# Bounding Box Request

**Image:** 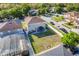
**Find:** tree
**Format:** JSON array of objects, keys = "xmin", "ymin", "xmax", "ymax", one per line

[
  {"xmin": 61, "ymin": 32, "xmax": 79, "ymax": 47},
  {"xmin": 38, "ymin": 8, "xmax": 48, "ymax": 15}
]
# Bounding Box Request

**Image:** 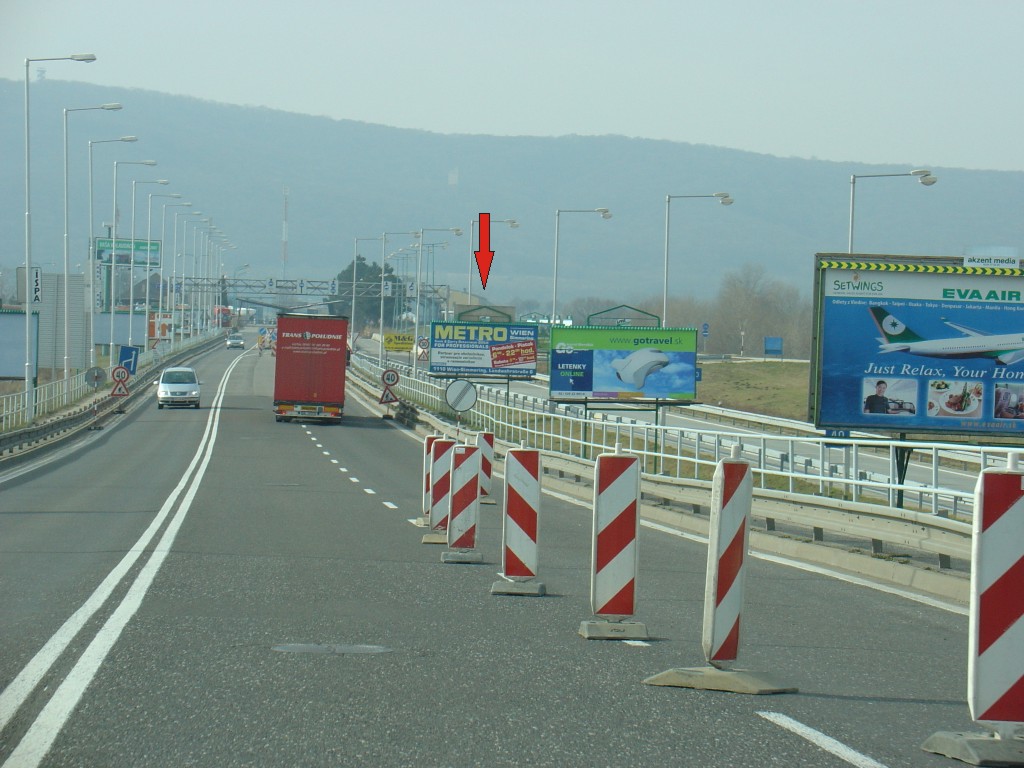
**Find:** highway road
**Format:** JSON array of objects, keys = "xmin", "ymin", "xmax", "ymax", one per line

[{"xmin": 0, "ymin": 335, "xmax": 978, "ymax": 768}]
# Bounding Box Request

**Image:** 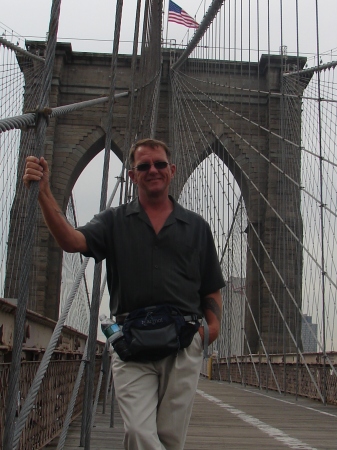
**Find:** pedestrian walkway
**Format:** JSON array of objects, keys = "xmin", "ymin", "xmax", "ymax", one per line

[{"xmin": 46, "ymin": 379, "xmax": 337, "ymax": 450}]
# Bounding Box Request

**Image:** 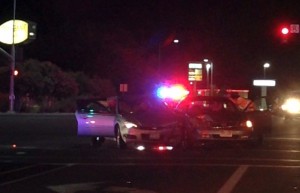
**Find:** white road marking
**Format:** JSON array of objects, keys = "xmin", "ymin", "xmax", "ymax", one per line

[
  {"xmin": 0, "ymin": 164, "xmax": 73, "ymax": 186},
  {"xmin": 218, "ymin": 165, "xmax": 249, "ymax": 193}
]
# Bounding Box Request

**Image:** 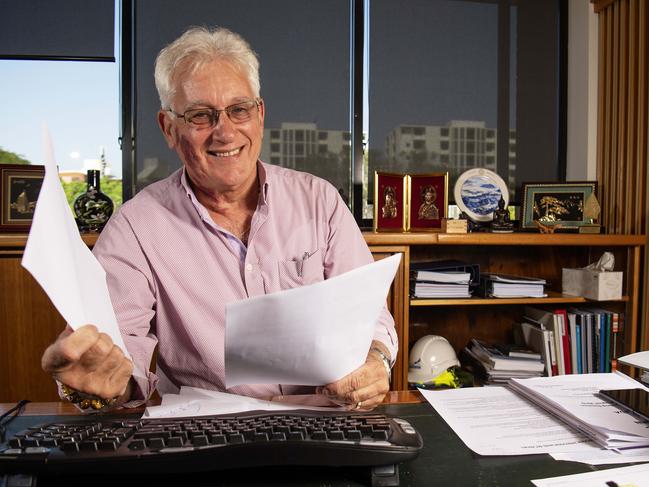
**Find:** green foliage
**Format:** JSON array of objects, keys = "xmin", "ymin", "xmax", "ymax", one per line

[
  {"xmin": 0, "ymin": 147, "xmax": 31, "ymax": 164},
  {"xmin": 61, "ymin": 178, "xmax": 122, "ymax": 211}
]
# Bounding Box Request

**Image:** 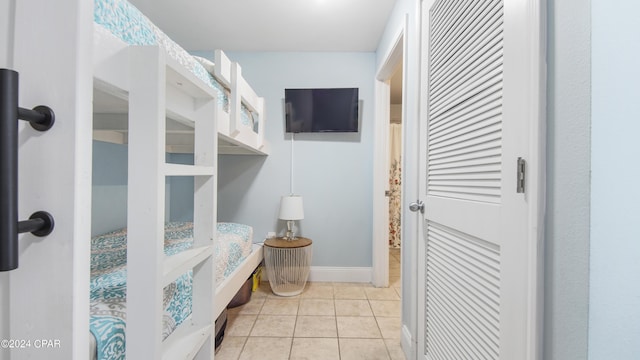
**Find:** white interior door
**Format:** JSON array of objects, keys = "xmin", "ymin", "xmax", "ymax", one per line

[
  {"xmin": 418, "ymin": 0, "xmax": 545, "ymax": 360},
  {"xmin": 0, "ymin": 0, "xmax": 93, "ymax": 360}
]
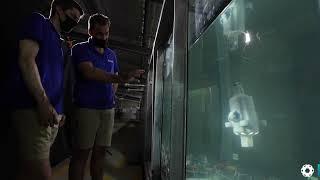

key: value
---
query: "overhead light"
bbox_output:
[244,32,251,44]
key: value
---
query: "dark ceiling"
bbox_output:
[1,0,162,70]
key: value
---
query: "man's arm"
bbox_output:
[112,73,119,94]
[19,40,57,126]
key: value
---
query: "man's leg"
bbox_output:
[69,149,90,180]
[17,159,51,180]
[90,109,114,180]
[13,110,58,180]
[69,108,100,180]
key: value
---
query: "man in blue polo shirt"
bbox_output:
[10,0,83,180]
[69,14,144,180]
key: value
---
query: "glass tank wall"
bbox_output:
[186,0,320,180]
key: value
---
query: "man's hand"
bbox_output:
[59,114,66,127]
[38,101,60,127]
[127,69,145,82]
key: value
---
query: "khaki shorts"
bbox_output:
[75,108,114,149]
[12,109,58,160]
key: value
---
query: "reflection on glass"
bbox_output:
[189,0,231,40]
[186,0,320,180]
[161,39,173,179]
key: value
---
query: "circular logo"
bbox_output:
[301,164,314,177]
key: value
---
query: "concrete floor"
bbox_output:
[52,119,143,180]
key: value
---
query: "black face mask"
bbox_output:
[93,38,108,48]
[60,15,78,33]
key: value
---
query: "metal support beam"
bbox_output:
[170,0,188,180]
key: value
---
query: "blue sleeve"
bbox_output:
[114,53,119,73]
[71,45,92,65]
[19,13,45,44]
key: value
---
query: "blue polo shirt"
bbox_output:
[72,38,119,109]
[9,13,64,113]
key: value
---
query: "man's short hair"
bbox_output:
[50,0,84,16]
[88,13,111,30]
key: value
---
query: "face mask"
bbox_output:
[93,38,108,48]
[60,15,78,33]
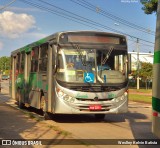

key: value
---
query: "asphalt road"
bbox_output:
[0,81,159,148]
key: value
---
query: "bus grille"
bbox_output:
[76,105,111,112]
[70,86,117,92]
[76,98,114,102]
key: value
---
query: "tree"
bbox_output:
[141,0,158,14]
[0,56,10,72]
[132,62,153,88]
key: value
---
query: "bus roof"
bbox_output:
[11,31,126,55]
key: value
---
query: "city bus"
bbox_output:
[10,31,129,119]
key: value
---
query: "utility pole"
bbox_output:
[152,0,160,138]
[137,38,139,89]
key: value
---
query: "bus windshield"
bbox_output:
[56,48,127,84]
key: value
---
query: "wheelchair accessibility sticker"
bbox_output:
[84,72,94,83]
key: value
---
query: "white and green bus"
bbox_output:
[10,31,129,119]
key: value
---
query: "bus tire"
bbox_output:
[40,96,51,120]
[95,114,105,120]
[17,90,24,109]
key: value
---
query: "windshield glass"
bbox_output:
[56,46,127,83]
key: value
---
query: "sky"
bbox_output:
[0,0,156,57]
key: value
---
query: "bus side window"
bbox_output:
[16,53,20,75]
[20,52,25,73]
[31,47,39,72]
[39,44,48,72]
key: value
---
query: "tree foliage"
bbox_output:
[0,56,10,72]
[133,62,153,81]
[141,0,158,14]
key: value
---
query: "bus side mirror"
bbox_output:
[128,54,132,74]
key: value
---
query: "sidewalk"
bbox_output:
[0,91,92,148]
[129,89,152,96]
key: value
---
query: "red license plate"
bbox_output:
[89,105,102,110]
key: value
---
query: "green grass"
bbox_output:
[129,94,152,103]
[129,89,152,93]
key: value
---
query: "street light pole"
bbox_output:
[137,38,139,89]
[152,0,160,138]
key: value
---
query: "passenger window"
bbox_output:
[31,47,39,72]
[39,44,48,72]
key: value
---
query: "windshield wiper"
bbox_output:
[101,47,113,65]
[76,45,87,66]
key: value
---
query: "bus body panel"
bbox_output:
[10,31,128,117]
[55,81,128,114]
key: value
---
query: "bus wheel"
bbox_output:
[95,114,105,120]
[41,96,51,120]
[17,90,24,109]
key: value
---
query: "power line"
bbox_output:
[20,0,154,44]
[0,0,16,11]
[70,0,155,35]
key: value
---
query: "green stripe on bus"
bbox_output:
[154,51,160,63]
[152,97,160,112]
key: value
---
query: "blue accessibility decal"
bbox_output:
[84,72,94,83]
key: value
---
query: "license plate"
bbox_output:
[89,105,102,110]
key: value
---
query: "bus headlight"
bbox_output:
[115,94,126,103]
[57,89,75,103]
[63,95,75,103]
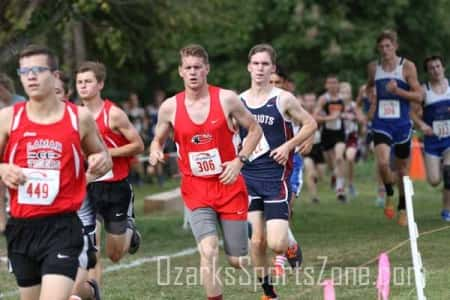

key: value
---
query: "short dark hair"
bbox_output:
[325,73,339,81]
[77,61,106,82]
[19,44,58,71]
[377,29,397,45]
[0,73,16,94]
[59,71,70,94]
[275,64,289,80]
[248,44,277,65]
[423,55,444,73]
[180,44,209,66]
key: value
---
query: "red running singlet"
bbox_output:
[174,86,248,220]
[95,100,131,182]
[3,102,86,218]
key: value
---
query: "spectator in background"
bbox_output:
[0,73,25,108]
[146,89,171,187]
[124,93,145,134]
[0,73,25,233]
[124,92,146,185]
[55,71,74,102]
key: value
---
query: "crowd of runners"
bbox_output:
[0,30,450,300]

▶ _WORK TO BE COMPLETED_
Report how many lines of the material contain the string "windshield", with letter case taken into account. Give only the number.

▶ _OUTPUT FOR THIS EXERCISE_
3